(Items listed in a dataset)

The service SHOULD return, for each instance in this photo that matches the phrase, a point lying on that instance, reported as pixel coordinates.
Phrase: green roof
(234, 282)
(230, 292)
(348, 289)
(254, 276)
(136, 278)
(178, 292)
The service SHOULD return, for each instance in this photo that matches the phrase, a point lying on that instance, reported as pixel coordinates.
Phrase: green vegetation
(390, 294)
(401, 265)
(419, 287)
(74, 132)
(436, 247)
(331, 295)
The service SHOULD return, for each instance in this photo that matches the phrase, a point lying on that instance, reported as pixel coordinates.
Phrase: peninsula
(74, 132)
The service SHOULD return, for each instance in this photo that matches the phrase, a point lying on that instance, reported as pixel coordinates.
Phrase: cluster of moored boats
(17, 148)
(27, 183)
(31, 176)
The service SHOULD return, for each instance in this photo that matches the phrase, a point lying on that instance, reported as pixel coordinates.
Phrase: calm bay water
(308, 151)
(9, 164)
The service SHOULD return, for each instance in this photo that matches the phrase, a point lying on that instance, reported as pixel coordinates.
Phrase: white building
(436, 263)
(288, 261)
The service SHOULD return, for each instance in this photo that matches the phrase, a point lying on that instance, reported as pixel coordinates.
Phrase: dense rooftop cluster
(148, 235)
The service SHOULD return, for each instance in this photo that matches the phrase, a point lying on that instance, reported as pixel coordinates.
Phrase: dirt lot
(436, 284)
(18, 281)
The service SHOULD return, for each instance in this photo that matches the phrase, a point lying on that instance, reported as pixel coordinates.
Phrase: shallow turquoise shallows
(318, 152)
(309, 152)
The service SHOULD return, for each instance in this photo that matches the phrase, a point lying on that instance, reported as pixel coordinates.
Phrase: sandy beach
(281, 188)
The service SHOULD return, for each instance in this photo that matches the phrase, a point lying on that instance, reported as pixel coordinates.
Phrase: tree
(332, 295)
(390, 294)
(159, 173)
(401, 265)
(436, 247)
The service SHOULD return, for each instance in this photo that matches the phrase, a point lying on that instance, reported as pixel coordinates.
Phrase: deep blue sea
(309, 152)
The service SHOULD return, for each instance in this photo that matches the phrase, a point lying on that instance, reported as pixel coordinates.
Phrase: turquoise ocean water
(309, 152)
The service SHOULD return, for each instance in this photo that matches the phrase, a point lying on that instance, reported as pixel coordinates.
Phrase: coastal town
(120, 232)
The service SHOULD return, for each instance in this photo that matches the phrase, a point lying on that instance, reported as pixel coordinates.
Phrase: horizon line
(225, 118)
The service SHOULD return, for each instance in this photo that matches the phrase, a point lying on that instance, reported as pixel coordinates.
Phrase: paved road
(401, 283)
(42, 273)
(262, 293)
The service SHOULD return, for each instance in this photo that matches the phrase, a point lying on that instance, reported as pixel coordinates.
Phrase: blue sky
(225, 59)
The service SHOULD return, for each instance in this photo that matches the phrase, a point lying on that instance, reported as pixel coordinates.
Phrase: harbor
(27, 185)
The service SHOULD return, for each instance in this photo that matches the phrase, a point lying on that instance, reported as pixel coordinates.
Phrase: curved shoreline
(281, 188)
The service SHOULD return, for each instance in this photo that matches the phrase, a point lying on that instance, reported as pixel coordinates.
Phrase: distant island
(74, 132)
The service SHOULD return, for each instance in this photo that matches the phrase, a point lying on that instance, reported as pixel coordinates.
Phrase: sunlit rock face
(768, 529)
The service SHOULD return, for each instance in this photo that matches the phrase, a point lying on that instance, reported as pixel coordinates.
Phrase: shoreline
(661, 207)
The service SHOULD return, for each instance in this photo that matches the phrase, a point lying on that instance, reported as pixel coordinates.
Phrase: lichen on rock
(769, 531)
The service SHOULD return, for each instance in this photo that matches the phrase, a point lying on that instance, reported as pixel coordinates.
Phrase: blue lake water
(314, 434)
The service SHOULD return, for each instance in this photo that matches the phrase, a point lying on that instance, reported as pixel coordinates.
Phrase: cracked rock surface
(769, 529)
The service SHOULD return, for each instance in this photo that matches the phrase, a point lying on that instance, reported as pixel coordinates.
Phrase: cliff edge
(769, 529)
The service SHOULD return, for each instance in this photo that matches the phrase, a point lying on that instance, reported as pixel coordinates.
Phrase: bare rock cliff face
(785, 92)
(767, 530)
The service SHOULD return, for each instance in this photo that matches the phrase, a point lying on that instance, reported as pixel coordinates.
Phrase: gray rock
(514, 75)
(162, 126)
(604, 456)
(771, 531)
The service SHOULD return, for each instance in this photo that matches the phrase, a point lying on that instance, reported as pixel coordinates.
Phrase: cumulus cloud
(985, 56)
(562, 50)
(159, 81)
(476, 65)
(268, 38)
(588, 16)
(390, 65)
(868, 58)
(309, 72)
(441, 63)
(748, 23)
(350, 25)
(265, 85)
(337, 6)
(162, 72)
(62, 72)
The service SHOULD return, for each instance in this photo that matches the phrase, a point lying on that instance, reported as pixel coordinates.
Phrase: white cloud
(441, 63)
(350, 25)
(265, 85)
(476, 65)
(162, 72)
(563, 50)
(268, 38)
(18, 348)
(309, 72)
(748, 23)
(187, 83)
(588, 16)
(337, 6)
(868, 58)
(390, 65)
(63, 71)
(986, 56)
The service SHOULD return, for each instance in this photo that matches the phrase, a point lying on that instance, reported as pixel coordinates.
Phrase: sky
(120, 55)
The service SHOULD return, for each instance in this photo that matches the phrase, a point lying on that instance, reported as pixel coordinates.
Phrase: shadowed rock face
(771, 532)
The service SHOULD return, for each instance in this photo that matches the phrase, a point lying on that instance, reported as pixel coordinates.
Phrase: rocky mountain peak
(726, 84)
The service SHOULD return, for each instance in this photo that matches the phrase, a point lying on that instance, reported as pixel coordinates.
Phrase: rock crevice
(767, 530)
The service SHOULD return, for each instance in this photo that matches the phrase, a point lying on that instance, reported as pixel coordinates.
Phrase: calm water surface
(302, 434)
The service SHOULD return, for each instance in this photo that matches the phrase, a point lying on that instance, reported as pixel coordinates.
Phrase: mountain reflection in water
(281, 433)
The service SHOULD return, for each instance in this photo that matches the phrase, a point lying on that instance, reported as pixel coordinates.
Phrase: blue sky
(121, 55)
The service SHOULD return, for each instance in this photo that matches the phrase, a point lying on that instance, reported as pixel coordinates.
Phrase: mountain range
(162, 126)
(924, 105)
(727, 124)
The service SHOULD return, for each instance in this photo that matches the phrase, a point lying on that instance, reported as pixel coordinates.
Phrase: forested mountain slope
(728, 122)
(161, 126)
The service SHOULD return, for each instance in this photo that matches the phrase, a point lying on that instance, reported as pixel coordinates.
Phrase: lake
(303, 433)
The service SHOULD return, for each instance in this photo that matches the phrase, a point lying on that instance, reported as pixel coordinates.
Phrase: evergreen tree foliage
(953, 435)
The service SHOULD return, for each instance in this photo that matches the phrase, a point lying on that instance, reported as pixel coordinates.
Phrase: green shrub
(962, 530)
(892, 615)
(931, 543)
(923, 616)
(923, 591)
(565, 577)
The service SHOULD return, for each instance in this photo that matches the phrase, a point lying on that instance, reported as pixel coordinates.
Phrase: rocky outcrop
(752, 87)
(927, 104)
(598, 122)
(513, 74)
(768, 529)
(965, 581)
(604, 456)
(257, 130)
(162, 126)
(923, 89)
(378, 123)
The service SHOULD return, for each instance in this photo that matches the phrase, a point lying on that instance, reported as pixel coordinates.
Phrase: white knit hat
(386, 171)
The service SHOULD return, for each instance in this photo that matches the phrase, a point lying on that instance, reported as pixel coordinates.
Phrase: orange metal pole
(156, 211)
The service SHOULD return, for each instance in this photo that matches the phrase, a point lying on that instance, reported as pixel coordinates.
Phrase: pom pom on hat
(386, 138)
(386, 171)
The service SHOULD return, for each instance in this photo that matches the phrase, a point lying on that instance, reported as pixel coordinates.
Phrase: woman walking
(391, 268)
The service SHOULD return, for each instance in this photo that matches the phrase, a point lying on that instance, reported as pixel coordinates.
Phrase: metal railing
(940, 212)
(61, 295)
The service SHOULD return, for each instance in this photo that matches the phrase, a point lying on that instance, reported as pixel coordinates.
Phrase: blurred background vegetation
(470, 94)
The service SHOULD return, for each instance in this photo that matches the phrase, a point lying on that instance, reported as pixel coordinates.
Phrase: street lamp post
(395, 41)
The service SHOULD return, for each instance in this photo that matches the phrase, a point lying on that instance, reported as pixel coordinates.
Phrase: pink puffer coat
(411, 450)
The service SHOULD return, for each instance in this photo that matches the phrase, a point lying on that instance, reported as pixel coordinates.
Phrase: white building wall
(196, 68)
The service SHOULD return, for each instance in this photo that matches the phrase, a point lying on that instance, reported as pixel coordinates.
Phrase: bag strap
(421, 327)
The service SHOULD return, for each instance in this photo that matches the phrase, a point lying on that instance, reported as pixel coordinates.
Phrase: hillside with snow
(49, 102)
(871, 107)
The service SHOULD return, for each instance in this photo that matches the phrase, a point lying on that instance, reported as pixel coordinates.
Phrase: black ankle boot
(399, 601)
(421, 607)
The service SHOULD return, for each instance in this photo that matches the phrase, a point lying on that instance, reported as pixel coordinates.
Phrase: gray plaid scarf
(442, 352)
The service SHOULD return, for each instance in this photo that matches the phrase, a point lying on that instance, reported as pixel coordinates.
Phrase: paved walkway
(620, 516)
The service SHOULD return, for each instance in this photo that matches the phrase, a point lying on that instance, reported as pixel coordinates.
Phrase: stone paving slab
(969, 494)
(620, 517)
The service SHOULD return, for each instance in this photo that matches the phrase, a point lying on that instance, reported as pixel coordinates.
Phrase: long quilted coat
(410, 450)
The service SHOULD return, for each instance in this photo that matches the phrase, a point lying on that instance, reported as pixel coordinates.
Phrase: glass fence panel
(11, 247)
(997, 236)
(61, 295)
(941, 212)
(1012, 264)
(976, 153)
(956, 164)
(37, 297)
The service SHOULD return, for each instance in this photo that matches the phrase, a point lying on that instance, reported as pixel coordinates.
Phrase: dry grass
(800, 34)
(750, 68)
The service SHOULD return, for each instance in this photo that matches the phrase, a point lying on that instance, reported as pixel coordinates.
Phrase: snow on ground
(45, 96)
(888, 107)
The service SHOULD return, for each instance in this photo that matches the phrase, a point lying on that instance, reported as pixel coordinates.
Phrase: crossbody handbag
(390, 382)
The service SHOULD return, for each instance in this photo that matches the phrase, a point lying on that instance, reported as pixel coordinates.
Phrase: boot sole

### What is required
Count the lines in the records that contain the word "building". Reply with only the number.

### Correct answer
2